(Data from a point labeling set)
▬▬▬▬▬▬

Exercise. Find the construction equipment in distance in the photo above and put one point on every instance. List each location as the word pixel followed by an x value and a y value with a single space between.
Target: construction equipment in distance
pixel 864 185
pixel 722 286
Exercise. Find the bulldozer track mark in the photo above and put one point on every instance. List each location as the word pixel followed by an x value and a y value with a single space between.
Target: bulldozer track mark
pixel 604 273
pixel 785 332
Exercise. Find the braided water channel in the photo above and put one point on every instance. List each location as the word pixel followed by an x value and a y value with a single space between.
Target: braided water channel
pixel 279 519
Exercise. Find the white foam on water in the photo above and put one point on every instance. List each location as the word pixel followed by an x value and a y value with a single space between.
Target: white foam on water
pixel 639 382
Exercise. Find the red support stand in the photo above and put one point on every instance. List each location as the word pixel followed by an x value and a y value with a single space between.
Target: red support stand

▬▬▬▬▬▬

GOAL OF THE EXERCISE - Rewrite all of the data above with every "Target" changed to "Label", leaving everything else the same.

FULL ANSWER -
Exercise. Find the construction equipment in distance in the photo above and put one point on every instance. List each location as the word pixel followed by an x value and a y value with a single space between.
Label: construction equipment in distance
pixel 864 185
pixel 722 286
Exercise. Find the bulldozer track mark in the photo above and put one point on every instance. List each location as the word pixel followed by an x value and a y value with a single space between.
Label: bulldozer track mark
pixel 604 273
pixel 785 332
Exercise. Find the braided water channel in the photo above and put one point on every instance. List each location as the word pixel followed by an x value and a y value with a single space between.
Label: braided water channel
pixel 279 519
Exercise. Find the white foam on water in the photo above and put one point on every instance. List each location as the word pixel followed by an x value and a y value with a single space between.
Label: white foam on water
pixel 639 382
Exercise. Find the red support stand in the photo above and put one point on every instance. List each location as the word pixel followed by an x value and a y value with a single space between.
Label: red support stand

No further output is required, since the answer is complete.